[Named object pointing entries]
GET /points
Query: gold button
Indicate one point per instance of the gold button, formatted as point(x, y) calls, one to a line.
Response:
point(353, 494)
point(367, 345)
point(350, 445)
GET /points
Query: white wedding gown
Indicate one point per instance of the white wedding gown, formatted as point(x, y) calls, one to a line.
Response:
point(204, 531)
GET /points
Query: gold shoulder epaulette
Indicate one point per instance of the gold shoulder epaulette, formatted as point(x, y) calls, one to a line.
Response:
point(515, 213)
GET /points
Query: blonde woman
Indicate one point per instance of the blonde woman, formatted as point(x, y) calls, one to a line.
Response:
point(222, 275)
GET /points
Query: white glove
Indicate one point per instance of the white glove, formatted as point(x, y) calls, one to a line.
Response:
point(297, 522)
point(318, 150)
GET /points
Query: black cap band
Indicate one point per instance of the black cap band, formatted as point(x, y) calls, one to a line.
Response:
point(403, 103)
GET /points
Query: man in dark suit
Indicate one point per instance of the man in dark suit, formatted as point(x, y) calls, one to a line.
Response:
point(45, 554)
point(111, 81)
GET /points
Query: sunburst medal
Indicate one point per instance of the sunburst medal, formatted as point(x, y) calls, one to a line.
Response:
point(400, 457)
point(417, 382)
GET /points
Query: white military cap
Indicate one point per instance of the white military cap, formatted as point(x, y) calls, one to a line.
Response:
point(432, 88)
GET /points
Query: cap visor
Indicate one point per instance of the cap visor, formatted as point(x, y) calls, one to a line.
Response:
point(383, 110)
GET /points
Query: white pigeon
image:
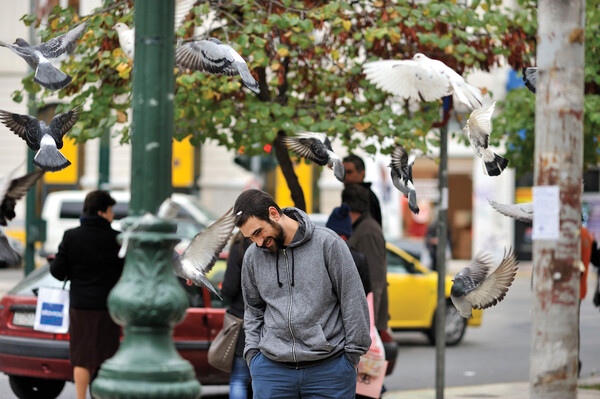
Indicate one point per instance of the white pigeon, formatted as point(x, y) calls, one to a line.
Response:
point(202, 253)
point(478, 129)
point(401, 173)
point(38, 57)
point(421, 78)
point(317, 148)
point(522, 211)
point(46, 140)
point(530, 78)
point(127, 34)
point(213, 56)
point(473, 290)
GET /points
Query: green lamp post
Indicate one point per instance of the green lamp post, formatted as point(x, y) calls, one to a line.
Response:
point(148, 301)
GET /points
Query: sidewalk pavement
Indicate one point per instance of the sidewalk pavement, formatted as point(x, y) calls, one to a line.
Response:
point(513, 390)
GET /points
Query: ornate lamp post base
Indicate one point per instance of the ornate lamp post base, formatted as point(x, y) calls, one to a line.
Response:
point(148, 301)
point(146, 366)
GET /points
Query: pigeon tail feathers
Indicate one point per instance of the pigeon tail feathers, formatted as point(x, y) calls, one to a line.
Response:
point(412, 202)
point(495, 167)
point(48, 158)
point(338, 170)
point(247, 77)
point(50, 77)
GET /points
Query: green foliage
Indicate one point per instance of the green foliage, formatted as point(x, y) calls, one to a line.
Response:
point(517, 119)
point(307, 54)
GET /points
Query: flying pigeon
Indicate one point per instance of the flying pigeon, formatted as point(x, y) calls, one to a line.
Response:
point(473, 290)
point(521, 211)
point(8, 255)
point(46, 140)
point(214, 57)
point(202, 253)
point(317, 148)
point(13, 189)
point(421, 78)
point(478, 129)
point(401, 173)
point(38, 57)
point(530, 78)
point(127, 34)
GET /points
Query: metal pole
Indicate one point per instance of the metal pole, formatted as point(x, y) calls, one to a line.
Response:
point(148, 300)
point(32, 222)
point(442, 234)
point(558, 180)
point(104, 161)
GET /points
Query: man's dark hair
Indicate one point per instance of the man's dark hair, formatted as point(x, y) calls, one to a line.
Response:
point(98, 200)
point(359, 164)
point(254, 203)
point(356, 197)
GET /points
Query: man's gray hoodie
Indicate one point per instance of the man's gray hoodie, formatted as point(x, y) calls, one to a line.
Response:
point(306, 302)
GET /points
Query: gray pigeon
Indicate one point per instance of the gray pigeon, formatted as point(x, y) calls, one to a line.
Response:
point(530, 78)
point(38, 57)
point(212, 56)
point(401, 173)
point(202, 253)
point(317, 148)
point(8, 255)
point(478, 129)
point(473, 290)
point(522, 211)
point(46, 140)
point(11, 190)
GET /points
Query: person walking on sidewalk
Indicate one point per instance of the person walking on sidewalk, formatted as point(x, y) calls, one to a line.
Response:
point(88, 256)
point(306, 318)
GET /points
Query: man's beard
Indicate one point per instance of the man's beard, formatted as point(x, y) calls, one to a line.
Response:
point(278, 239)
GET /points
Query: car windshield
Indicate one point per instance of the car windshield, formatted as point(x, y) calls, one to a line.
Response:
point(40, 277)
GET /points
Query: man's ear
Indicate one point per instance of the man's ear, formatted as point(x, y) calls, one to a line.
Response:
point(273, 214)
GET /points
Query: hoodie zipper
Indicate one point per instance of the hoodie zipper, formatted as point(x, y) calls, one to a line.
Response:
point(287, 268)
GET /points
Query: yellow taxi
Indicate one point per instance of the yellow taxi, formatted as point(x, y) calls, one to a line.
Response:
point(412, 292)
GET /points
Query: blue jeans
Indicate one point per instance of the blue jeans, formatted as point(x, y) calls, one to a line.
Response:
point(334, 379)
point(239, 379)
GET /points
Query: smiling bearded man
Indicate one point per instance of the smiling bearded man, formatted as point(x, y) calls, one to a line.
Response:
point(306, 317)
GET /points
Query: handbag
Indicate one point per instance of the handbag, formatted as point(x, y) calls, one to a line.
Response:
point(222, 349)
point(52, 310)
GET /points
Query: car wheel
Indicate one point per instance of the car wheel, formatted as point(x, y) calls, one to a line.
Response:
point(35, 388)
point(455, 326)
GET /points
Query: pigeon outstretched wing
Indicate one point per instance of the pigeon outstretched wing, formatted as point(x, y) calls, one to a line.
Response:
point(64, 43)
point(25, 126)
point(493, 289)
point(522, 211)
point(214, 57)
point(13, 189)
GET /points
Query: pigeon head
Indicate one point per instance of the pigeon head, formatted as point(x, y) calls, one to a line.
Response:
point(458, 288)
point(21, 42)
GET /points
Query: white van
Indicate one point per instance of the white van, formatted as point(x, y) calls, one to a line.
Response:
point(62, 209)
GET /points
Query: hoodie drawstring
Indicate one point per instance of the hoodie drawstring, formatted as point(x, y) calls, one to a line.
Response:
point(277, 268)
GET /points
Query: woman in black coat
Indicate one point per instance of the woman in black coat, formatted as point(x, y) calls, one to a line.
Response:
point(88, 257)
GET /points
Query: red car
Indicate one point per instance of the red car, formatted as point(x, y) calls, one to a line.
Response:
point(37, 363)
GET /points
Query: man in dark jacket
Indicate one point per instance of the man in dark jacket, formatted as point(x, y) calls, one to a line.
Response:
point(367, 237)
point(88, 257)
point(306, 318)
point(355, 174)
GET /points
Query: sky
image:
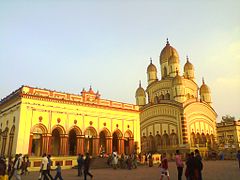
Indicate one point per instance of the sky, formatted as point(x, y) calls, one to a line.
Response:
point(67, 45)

## [Goal]
Repeat the data exactly, without the pictures.

## [Exercise answer]
GET /points
Query: gold button
Indicate one point per instance of the gold button, formatted as point(x, y) calls, one to a line.
Response:
point(353, 494)
point(367, 345)
point(350, 445)
GET /points
Query: white wedding gown
Indicate one point per instance of the white wedding gown, formatted as point(x, y) calls, one to a line.
Response:
point(204, 531)
GET /points
Query: gold shoulder epaulette
Indicate one point per instance of the gold shoulder epaulette, formatted as point(x, y) calls, one to a line.
Response:
point(515, 213)
GET /points
Query: blonde woman
Indicate one point per instance of the blonde woman, formatted as point(x, y) calls, one to a line.
Response:
point(222, 275)
GET /points
Query: white glove
Indicate one point per instance of the white glove, formatted as point(x, y) calls, one to a line.
Response:
point(297, 522)
point(318, 150)
GET /points
Query: black cap band
Indicate one point per instance of the black cap band, formatted as point(x, y) calls, one to a line.
Response:
point(403, 103)
GET /points
Query: man in dark suit
Indicate one point per instance of the man in dark suit, formatted as point(x, y) calls, one to a line.
Response:
point(45, 554)
point(111, 81)
GET /points
Query: sunburst medal
Indicate one point per instance of the sunburst medal, formatted as point(x, y) calls, one to a line.
Response:
point(400, 457)
point(417, 382)
GET /points
Query: white military cap
Indicate one point per instance of the white military cap, formatted as point(x, y) calls, one to a line.
Response:
point(432, 88)
GET /points
Query: cap visor
Indicate one point per instance of the cap visor, formatted as point(x, y) calls, one to a line.
Response:
point(383, 110)
GET /points
Query: white pigeon
image:
Indicate one point per instance of the white pigeon, formatted as point(x, y) calls, one to a line.
Response:
point(202, 253)
point(478, 129)
point(401, 173)
point(38, 57)
point(421, 78)
point(317, 148)
point(522, 211)
point(46, 140)
point(530, 78)
point(127, 34)
point(213, 56)
point(473, 290)
GET /points
Query: green lamp post
Indicate one point per instance of the green lamp post, formatted as point(x, y) calls, one to a line.
Response:
point(148, 301)
GET /points
Query: sidewalk pavement
Indicate one point per instance of the sidewalk pavement, formatted as point(x, y) calls, one to a line.
Response:
point(513, 390)
GET /points
Query: ornate lamp post base
Indicate one point per instance of the ornate lamp post base, formatted as point(x, y) calls, one to a line.
Response:
point(148, 301)
point(146, 366)
GET /points
Query: pigeon tail feathers
Indicate one point per instance of the pigeon tail feathers, formatted as point(x, y) calls, one to a line.
Response:
point(412, 202)
point(495, 167)
point(48, 158)
point(338, 170)
point(247, 77)
point(50, 77)
GET /points
Query: green foliage
Indicate one point per instance of the green foliage, formatted as point(x, y) calls, one to a line.
Response:
point(517, 119)
point(307, 54)
GET /points
Query: flying pigeon
Indicate one point per instance of the flying pigeon, formatted as point(x, y) calls, one to a line.
Response:
point(473, 290)
point(521, 211)
point(8, 255)
point(46, 140)
point(214, 57)
point(202, 253)
point(317, 148)
point(13, 189)
point(421, 78)
point(478, 129)
point(401, 173)
point(38, 57)
point(530, 78)
point(127, 34)
GET /points
Query: metal pole
Indicate one point per instance of the metal pole, formatted as point(x, y) calls, one to a line.
Response:
point(148, 300)
point(32, 222)
point(442, 234)
point(558, 180)
point(104, 161)
GET /points
Query: man's dark hair
Indicate one point per instance of the man's dark hair, formatted as point(x, y) calls, one to a line.
Response:
point(98, 200)
point(359, 164)
point(254, 203)
point(356, 197)
GET /points
Query: man's gray hoodie
Indicate one point per instance of the man's gray hoodie, formatted as point(x, y) calls, one to a line.
Response:
point(306, 302)
GET /points
Query: gray pigeon
Indicate one point per instance of the gray pigeon, formatted as point(x, y) calls, one to a line.
Response:
point(530, 78)
point(38, 57)
point(212, 56)
point(401, 173)
point(202, 253)
point(317, 148)
point(8, 255)
point(478, 129)
point(473, 290)
point(522, 211)
point(46, 140)
point(11, 190)
GET /points
Query: person walking on sidewalk
Indicate one point per instance of the person walking on sidewalk, formatted as point(x, y) calls, one to a line.
Response:
point(88, 256)
point(306, 318)
GET /points
Query: man's beard
Indicate one point per instance of the man's beard, formatted as point(x, y) calls, one to a line.
Response:
point(278, 239)
GET /points
Query: car windshield
Indicate one point per instance of the car windshield, formatted as point(x, y) calls, one to a line.
Response:
point(40, 277)
GET /points
Query: man's ear
Indicate one point per instance of the man's ear, formatted as point(x, y) calls, one to a line.
Response:
point(273, 214)
GET /points
Query: hoodie zipper
Indicate one point per instance of the hoodie zipper, formatted as point(x, y) calls, one to a line.
Response:
point(287, 268)
GET /points
Query: yellow taxi
Indicate one point per instance of the yellow taxi, formatted as point(x, y) calls, one to a line.
Response:
point(412, 292)
GET /points
Query: blue jeans
Indicate one point per instance of the blue jeans, formatted as point(x, y) calls, one to a line.
Response:
point(334, 379)
point(239, 379)
GET /points
Query: smiling bearded man
Indicate one point per instance of the smiling bearded man, formatted as point(x, y) calls, one to a line.
Response:
point(306, 317)
GET /points
Query: handbag
Indicate one point per instance of the handbag, formatted as point(x, y) calls, one to a line.
Response:
point(222, 349)
point(52, 310)
GET /points
Query: car wheel
Indicate one point per instance of the car wheel, formatted as point(x, y) calls, one to a line.
Response:
point(35, 388)
point(455, 326)
GET /points
Query: pigeon outstretched wing
Indicate one point per instance of the pigeon outstretched wing, formatted as point(x, y) calls, one to a line.
Response:
point(64, 43)
point(25, 126)
point(493, 289)
point(522, 211)
point(214, 57)
point(13, 189)
GET /points
Query: pigeon head
Indicate one point per instance of the pigeon head, formatted as point(x, y) calls, one to a line.
Response:
point(458, 288)
point(21, 42)
GET /points
Query: white van
Indicate one point per instance of the white van, formatted as point(x, y) calls, one to a line.
Response:
point(62, 209)
GET /points
Query: hoodie drawstring
Indicate one point per instance of the hoodie drawstring, formatted as point(x, y) calls, one to a line.
Response:
point(277, 268)
GET /points
Query: woman in black coat
Indicate one point per instance of the woman in black coat, formatted as point(x, y) calls, one to a line.
Response:
point(88, 257)
GET /points
Query: red car
Indicate one point per instance of the red car, formatted as point(x, y) calls, one to a line.
Response:
point(37, 363)
GET /points
Query: man in dark jacket
Indicate one point per instance of the man in dark jacket, formatted as point(x, y) calls, one to a line.
Response:
point(367, 237)
point(88, 257)
point(306, 318)
point(355, 174)
GET /points
Query: sky
image:
Indicate one point per instance of the sky, formatted as point(x, y) calls, one to a line.
Response:
point(67, 45)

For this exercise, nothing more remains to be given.